#### Exercise instructions
State how many lines in the listing below include the string "cliff". The answer is the number alone.

#### Data shown
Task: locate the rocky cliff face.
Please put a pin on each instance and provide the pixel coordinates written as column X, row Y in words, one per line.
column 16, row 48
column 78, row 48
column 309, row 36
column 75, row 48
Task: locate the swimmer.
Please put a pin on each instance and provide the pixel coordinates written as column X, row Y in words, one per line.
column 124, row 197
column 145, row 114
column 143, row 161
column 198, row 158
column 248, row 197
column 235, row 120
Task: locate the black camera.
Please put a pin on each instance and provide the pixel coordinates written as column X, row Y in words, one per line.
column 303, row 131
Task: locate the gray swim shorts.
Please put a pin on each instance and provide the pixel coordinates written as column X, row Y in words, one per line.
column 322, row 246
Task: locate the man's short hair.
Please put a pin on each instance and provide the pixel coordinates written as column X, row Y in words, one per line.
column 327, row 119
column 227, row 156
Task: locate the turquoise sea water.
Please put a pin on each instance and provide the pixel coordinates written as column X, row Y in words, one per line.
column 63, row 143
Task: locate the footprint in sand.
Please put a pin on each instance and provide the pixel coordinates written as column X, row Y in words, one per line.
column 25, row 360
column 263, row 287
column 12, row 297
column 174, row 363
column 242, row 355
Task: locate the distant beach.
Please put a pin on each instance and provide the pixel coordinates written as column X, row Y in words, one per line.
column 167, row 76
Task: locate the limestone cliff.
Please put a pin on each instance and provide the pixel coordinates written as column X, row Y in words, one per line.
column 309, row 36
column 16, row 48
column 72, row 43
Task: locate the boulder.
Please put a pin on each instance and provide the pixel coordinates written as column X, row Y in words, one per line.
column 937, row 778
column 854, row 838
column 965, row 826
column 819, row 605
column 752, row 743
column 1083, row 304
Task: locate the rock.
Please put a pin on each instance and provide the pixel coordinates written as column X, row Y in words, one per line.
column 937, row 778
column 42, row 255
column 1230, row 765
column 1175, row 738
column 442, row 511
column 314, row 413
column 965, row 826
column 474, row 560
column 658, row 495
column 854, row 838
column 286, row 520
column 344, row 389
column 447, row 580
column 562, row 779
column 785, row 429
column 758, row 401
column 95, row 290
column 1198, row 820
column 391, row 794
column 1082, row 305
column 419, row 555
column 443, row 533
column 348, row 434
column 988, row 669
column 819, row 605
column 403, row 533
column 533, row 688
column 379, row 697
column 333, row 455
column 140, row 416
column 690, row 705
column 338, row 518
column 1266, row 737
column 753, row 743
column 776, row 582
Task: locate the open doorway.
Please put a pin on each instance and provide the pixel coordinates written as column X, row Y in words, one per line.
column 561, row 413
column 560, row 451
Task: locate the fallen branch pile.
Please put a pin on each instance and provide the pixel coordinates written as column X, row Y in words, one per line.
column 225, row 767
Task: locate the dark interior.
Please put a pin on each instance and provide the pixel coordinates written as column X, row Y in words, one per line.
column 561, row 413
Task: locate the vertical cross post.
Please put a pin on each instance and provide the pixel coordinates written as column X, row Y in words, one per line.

#### Answer for the task
2